→ **TEXT EXCERPT**
The football coaches including head coach Kirk Ferentz didn’t participate in voluntary salary reductions the university announced a year ago in light of COVID-19 losses the department projected, causing it to eliminate several Hawkeye sports and take out a $50 million loan from the main campus.

On June 30, 2020, which was the start of the 2021 budget year, UI Athletics announced all its contracted staff were being asked to consider participating in a voluntary, temporary salary reduction option or making a donation back to the department sometime during the 2020-2021 fiscal year, senior associate athletics director Matt Henderson told The Gazette.

Even before that reduction-request announcement, many big-name coaches already had signed contract amendments to take the pay cut, including Fran McCaffery, head coach of the men’s basketball team; Lisa Bluder, head coach of the women’s basketball squad; Tom and Terry Brands, head and associate head wrestling coaches; and head coaches of the Hawkeye volleyball, rowing, field hockey, women’s gymnastics, women’s tennis, softball, soccer, baseball, golf and track and field programs, according to public records obtained by The Gazette.

→ **EXERCISE REQUIREMENTS**
Write the next part of the news excerpt about Hawkeye coaches and voluntary salary reductions, starting after its last sentence. The source records that come next aren't needed for this work.

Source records
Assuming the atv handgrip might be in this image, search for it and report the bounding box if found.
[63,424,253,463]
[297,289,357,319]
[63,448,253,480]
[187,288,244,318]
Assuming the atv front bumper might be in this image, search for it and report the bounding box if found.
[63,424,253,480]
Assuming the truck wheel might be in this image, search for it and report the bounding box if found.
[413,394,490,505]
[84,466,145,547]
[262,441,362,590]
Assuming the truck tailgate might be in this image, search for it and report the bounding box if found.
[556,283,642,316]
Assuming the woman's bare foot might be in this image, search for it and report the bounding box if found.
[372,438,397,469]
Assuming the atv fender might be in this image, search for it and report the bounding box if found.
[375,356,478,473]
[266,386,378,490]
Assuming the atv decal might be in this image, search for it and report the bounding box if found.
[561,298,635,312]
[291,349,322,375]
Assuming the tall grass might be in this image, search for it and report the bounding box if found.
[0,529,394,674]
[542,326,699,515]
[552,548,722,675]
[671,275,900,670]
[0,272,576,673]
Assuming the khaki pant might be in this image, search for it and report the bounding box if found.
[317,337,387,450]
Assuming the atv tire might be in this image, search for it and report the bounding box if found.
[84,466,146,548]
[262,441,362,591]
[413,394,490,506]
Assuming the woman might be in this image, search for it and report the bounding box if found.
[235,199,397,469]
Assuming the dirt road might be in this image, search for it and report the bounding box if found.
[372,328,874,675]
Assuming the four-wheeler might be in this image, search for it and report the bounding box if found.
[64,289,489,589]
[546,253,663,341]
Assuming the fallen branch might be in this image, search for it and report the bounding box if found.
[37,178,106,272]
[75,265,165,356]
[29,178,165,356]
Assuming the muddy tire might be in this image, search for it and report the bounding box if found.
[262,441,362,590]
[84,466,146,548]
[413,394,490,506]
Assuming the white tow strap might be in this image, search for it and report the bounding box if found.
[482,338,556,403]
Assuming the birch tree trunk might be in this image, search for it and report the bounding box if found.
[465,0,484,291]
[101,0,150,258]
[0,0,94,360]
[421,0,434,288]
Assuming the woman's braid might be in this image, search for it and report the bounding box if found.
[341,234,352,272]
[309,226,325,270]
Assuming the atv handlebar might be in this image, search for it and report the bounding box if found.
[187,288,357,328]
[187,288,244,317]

→ **EXERCISE RESPONSE**
Coaches of the now-eliminated Olympic sports — men’s swimming and diving, men’s tennis and men’s gymnastics — offered to take pay cuts, but the university later waived those.

At the time those coaches were taking reductions, the university was unclear whether any fall football season would materialize. Football is the department’s biggest moneymaker. It made about $22 million the 2020 fiscal year, not including tens of millions more in conference contributions, media rights revenue and football-specific philanthropy, the newspaper reported. That football revenue, which is mostly from ticket sales, was nearly seven times the $3.3 million men’s basketball generated that year.

When the Big Ten Conference last fall announced member universities could resurrect a shortened season of conference-only games, without public ticket sales, the Hawkeyes went 6-2 and qualified for the Dec. 30 Music City Bowl — a game they never played because of COVID cases on the opposing team, the University of Missouri.

The newspaper reported that 10 Hawkeye football coaches agreed “as part of the budget reductions” to forgo their bowl game bonuses, which saved the department $431,333. Ferentz did not forgo his $100,000 bowl game bonus.

The assistant coaches also didn’t earn their contractual seven-win bonuses because the team won six in the shortened season. Ferentz, too, missed his eight-win $500,000 bonus.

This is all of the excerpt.